Instructions for the task: Every entry below is to be retyped exactly as it stands.

Exercise inputs:
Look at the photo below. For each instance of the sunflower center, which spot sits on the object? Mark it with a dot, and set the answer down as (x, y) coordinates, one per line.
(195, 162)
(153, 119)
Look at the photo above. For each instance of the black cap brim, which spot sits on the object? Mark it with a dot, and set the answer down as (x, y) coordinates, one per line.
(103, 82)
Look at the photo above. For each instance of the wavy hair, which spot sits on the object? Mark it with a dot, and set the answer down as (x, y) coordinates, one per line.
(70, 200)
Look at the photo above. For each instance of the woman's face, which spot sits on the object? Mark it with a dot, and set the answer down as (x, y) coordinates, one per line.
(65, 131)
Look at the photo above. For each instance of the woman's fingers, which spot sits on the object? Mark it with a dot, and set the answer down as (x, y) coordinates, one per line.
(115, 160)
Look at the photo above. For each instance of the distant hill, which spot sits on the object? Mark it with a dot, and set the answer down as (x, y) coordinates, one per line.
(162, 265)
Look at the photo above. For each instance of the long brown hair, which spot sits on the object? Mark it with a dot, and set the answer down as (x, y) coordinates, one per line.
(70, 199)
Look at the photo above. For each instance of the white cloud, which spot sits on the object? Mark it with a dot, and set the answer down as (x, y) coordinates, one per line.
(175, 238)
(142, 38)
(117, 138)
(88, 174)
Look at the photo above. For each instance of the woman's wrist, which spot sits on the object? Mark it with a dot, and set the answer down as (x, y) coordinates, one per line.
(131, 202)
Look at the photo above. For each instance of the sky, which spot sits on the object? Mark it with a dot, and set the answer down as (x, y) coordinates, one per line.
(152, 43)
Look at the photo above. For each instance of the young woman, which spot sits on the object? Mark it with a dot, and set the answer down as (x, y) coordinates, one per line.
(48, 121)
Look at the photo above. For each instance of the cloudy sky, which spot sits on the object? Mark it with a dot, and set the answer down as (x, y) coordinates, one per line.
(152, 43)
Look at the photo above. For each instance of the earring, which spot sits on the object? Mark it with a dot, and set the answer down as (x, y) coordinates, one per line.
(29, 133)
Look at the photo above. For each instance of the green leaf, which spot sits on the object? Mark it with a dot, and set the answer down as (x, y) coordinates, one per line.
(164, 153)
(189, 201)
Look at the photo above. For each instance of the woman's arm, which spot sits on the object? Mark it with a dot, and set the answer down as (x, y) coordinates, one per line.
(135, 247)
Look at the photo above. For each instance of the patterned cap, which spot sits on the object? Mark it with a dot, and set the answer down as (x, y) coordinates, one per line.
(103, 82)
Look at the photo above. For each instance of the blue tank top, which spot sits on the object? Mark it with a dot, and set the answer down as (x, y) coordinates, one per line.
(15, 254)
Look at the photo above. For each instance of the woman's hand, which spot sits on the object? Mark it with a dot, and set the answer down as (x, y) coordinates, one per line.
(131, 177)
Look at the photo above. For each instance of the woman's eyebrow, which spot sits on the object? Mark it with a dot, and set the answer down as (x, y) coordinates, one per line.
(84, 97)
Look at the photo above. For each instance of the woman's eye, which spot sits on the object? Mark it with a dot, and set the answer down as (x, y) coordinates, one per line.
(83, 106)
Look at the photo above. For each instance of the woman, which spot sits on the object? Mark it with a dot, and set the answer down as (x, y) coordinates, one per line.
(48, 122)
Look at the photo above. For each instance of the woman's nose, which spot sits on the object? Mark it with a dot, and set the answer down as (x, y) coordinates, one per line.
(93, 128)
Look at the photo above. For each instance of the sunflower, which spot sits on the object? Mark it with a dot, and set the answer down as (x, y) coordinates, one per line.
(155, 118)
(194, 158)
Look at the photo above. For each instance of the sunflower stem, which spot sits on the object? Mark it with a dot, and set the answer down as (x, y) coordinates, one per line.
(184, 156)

Answer section:
Look at the photo below. For each instance of the sunflower center, which spot sits on the object? Mark it with a dot, and set the answer down as (x, y) coordinates, one per line.
(195, 162)
(153, 119)
Look at the photo above. For each instance of the black cap brim, which spot sits on the object? Mark it with a dot, and set the answer down as (x, y) coordinates, one per line.
(103, 82)
Look at the photo above. For each instance of the wavy hair, which spot sits on the object? Mark it with a dot, and set the answer down as (x, y) coordinates, one per line.
(70, 200)
Look at the photo above. For each instance of the woman's face, which spot sits on the object? Mark it with a dot, and set the answer down as (x, y) coordinates, one per line.
(65, 131)
Look at the photo above. For each instance of the woman's fingers, which spot sits on the object? Mark it with a dot, and set the answer down as (x, y) coordinates, one per line.
(115, 160)
Look at the photo above. For each instance of the distant hill, which spot sits on the object? Mark it with a dot, and set the answer down as (x, y) coordinates, one per line.
(162, 265)
Look at the photo above. For each instance of the long brown hair, which spot sits on the object? Mark it with a dot, and set the answer down as (x, y) coordinates, one per line.
(70, 199)
Look at the photo above. For each instance of the white cloud, which spot sits on the object? Mark it with a dot, and set the answer down as (x, y) coordinates, one per line.
(175, 238)
(142, 38)
(117, 138)
(88, 174)
Look at the photo above. For each instance of the woman's wrist, which spot sits on the object? Mark it with a dot, and set the answer down as (x, y) coordinates, one per line.
(131, 202)
Look at the photo above. For each instance of the sky, which spot sits on the object? Mark it with a dot, and set the answer down as (x, y) coordinates, one per line.
(152, 43)
Look at the photo above. For each instance of the young woman, which spot sits on the object? Mark it with a dot, and set the answer down as (x, y) coordinates, one per line.
(48, 121)
Look at the photo above. For each instance of the cloudy sky, which spot sits on the object? Mark it with a dot, and set the answer down as (x, y) coordinates, one per line.
(152, 43)
Look at the photo above. For each instance of the earring, which spot sits on the object? Mark it with a dot, and set the answer down as (x, y) coordinates, one per line.
(29, 133)
Look at the photo above. For each instance of the green leaf, which spot sits on the object? Mark it with a dot, and set the answer down as (x, y) coordinates, one per line.
(164, 153)
(189, 201)
Look at the photo above. For each instance of the woman's arm, which spot sits on the object? Mark it with a dot, and set the answer down as (x, y) coordinates, one per line.
(135, 247)
Look at the photo above. For each instance of the patterned cap, which spot sits on the object? Mark it with a dot, and set the answer down as (x, y) coordinates, one per line.
(103, 82)
Look at the photo above. For each instance of the blue tank top, which spot sits on the object? Mark it with a dot, and set the answer down as (x, y) coordinates, one per line.
(15, 254)
Look at the photo above. For each instance of the woman's hand, which spot sits on the object? Mark it with a dot, and set the answer down as (x, y) coordinates, one per line.
(131, 177)
Look at the photo above. For each instance of the woman's eyebrow, which spot sits on the object? Mark it with a dot, and set the answer down as (x, y) coordinates, one per line.
(84, 97)
Look at the photo above. For each instance of the woman's eye, which spot sits on the object? Mark it with a dot, and set the answer down as (x, y) coordinates, one per line.
(83, 106)
Look at the photo above. For each instance of the woman, which spot sits on the object? Mark it with a dot, and set the answer down as (x, y) coordinates, one per line.
(48, 122)
Look at the photo above. For each instance of the woman's nose, which spot sits on the object? Mark it with a dot, and set the answer down as (x, y) coordinates, one per line.
(93, 128)
Look at the photo above. For each instance of the sunflower, which spot sits on the object? Mark it with a dot, and set the answer down as (x, y) coordinates, one per line.
(155, 118)
(194, 158)
Look at the photo above. For each instance of the sunflower stem, which spot sits on the object? Mark it with a dot, and set the answer down as (x, y) coordinates, one per line.
(184, 156)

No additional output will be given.